• [What to produce] Report every line of the entries that contains the word "noun".

• [Data for processing]
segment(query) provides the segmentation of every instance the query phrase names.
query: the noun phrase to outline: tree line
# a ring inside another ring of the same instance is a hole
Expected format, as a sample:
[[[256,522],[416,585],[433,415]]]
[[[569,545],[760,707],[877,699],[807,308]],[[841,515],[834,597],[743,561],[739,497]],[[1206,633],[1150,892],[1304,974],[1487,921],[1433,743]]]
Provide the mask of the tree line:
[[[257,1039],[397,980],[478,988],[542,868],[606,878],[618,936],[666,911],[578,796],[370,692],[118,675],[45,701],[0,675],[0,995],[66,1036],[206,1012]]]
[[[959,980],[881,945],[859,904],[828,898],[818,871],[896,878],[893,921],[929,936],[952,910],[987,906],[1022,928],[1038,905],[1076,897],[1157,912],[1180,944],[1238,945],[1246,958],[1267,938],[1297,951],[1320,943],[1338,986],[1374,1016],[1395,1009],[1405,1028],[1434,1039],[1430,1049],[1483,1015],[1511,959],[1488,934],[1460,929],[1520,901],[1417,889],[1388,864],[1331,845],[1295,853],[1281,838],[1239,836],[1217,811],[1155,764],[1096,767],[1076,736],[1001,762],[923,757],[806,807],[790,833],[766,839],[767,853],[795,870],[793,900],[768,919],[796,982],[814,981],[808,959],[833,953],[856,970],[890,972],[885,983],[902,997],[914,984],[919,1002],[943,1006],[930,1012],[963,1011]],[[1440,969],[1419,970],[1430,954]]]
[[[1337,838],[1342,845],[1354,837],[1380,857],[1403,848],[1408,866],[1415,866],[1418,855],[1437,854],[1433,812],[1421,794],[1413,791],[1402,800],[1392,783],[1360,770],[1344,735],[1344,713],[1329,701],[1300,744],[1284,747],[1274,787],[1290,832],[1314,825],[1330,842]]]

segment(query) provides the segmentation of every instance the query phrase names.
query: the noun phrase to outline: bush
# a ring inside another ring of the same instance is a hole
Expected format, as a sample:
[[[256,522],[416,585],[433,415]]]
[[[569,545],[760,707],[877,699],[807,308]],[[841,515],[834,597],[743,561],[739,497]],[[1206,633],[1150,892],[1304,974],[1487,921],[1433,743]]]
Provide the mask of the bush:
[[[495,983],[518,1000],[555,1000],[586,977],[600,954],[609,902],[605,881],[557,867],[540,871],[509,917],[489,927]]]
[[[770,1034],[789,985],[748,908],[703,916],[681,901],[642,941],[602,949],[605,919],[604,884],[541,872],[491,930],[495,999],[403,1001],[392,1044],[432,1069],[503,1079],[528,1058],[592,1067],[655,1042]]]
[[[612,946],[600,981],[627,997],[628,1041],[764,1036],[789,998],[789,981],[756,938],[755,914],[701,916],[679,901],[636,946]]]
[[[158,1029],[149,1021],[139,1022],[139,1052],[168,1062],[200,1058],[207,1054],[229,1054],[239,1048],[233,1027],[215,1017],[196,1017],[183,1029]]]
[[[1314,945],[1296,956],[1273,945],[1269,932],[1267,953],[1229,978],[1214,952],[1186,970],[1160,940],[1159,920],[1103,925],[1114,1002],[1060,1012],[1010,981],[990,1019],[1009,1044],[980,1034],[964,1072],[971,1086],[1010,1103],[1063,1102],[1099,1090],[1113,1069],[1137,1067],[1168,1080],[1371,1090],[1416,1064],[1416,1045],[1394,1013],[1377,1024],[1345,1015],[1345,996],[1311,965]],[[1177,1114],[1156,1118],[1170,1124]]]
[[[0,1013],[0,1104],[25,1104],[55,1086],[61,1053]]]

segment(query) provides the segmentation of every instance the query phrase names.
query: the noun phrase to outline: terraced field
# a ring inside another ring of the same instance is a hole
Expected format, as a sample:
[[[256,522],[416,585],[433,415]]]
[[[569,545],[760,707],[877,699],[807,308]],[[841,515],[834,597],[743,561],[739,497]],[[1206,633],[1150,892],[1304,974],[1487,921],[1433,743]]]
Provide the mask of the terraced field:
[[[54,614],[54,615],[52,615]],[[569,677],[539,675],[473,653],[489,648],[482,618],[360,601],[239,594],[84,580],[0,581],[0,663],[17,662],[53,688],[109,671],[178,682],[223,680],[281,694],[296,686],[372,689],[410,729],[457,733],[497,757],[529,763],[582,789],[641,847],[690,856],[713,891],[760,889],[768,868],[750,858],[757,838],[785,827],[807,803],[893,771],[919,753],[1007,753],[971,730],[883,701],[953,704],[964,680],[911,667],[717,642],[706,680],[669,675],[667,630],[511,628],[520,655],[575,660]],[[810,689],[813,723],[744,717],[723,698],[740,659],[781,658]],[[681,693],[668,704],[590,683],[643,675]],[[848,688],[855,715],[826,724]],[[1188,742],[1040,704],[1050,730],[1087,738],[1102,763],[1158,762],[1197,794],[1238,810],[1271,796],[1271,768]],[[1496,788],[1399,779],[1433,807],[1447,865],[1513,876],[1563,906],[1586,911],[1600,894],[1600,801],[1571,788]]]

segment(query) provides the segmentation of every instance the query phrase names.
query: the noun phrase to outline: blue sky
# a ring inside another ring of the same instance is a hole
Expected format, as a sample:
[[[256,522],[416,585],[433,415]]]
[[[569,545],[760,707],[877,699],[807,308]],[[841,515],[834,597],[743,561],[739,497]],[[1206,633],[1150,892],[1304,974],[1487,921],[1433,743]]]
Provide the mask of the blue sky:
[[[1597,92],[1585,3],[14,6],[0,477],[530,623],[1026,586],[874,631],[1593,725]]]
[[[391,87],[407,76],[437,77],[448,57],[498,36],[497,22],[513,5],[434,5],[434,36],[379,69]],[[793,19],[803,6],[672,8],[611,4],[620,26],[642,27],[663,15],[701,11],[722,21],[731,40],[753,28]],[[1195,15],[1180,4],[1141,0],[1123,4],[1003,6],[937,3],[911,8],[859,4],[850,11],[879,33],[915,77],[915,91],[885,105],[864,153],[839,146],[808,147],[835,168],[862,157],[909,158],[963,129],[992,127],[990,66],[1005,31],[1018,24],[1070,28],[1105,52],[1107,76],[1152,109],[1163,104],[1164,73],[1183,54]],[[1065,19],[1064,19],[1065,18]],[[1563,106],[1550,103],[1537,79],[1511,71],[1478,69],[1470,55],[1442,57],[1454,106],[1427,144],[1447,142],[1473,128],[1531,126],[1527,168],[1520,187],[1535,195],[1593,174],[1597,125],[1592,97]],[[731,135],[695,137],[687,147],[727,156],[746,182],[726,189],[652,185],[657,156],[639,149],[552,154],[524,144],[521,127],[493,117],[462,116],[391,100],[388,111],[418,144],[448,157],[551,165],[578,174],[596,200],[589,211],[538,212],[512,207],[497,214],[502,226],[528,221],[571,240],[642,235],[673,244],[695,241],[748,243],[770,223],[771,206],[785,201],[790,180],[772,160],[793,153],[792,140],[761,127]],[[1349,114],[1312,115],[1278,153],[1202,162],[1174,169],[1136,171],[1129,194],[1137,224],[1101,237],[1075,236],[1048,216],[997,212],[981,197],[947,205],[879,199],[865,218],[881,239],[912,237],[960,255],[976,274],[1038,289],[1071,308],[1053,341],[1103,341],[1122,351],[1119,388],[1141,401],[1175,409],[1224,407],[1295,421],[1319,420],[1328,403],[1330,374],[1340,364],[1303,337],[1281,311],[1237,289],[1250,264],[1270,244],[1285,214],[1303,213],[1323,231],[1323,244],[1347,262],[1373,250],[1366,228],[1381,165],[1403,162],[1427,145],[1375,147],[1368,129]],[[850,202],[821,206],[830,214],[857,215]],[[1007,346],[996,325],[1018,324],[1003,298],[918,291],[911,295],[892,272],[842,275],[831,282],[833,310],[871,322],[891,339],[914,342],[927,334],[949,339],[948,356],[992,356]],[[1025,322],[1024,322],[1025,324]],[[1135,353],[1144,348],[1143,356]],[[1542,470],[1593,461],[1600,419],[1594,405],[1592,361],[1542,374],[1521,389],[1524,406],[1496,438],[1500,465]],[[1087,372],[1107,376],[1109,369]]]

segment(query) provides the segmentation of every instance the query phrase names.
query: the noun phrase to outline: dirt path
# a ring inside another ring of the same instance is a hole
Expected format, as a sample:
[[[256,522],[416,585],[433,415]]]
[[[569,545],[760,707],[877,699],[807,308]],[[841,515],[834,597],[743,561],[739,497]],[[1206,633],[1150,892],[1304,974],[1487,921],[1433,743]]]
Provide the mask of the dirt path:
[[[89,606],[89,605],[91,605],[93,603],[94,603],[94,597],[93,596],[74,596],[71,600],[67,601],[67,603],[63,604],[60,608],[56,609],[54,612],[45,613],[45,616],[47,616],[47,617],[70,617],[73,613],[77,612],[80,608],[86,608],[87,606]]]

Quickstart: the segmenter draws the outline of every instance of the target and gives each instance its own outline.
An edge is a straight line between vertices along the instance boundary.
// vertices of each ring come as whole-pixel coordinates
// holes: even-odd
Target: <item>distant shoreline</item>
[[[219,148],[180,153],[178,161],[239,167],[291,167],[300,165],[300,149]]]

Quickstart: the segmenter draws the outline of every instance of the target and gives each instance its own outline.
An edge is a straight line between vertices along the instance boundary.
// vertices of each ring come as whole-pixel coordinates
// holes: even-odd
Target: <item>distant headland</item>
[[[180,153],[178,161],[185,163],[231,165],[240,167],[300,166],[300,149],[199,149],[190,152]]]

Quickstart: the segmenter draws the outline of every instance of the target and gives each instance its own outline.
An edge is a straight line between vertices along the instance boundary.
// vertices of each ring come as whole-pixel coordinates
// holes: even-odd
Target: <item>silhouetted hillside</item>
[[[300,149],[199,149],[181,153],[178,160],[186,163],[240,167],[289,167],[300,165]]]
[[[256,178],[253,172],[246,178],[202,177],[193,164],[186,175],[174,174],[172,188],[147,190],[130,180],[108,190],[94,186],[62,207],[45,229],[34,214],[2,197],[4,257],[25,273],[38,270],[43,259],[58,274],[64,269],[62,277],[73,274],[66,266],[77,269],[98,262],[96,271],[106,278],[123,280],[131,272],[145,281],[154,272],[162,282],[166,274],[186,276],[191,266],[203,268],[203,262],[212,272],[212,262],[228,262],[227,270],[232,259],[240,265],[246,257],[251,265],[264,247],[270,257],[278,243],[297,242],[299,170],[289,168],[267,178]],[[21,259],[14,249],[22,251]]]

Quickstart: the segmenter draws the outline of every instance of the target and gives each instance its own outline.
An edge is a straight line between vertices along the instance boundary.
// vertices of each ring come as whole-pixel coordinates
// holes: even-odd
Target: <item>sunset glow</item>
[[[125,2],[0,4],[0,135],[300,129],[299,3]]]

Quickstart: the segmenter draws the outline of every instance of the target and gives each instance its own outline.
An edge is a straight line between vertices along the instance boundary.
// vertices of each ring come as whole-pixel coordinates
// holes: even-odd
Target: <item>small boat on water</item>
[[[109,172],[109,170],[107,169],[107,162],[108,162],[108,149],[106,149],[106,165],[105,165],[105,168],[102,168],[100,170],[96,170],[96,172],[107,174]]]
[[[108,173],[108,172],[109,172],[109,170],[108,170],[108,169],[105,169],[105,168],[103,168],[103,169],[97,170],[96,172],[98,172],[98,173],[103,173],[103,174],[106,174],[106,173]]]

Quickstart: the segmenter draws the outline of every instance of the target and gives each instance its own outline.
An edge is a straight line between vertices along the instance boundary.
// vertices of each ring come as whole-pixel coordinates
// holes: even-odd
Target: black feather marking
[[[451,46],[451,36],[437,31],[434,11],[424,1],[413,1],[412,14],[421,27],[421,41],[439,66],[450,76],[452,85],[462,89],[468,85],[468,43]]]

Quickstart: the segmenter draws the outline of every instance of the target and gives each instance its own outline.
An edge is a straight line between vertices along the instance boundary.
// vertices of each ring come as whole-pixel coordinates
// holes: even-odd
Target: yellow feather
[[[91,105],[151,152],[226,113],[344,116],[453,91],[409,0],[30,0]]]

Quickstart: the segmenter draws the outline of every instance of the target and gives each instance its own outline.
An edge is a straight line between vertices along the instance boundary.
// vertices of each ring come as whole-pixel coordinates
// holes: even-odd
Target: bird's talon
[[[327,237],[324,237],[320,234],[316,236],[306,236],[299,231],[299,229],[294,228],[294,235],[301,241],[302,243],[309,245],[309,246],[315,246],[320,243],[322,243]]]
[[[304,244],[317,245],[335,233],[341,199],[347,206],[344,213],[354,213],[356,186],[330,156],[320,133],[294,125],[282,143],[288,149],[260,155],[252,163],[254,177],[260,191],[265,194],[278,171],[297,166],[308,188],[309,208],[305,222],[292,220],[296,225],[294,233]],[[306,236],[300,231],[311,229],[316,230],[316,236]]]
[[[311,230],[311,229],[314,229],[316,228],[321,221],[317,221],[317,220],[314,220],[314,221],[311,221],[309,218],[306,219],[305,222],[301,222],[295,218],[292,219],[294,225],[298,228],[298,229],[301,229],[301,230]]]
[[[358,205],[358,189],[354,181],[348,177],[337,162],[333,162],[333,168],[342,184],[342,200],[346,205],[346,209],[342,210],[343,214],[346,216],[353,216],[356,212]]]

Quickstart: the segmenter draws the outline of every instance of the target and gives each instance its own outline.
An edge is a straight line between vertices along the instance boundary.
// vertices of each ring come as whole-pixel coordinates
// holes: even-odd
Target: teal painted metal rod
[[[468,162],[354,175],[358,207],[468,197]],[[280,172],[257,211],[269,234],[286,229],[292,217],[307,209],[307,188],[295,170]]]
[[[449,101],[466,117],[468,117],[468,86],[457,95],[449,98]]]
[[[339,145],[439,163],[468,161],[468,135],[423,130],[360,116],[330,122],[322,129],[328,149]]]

• [Answer section]
query: the noun phrase to outline: tree line
query: the noun phrase to outline: bush
query: the noun phrase to outline: terraced field
query: the noun phrase to outline: blue sky
query: the noun phrase to outline: dirt path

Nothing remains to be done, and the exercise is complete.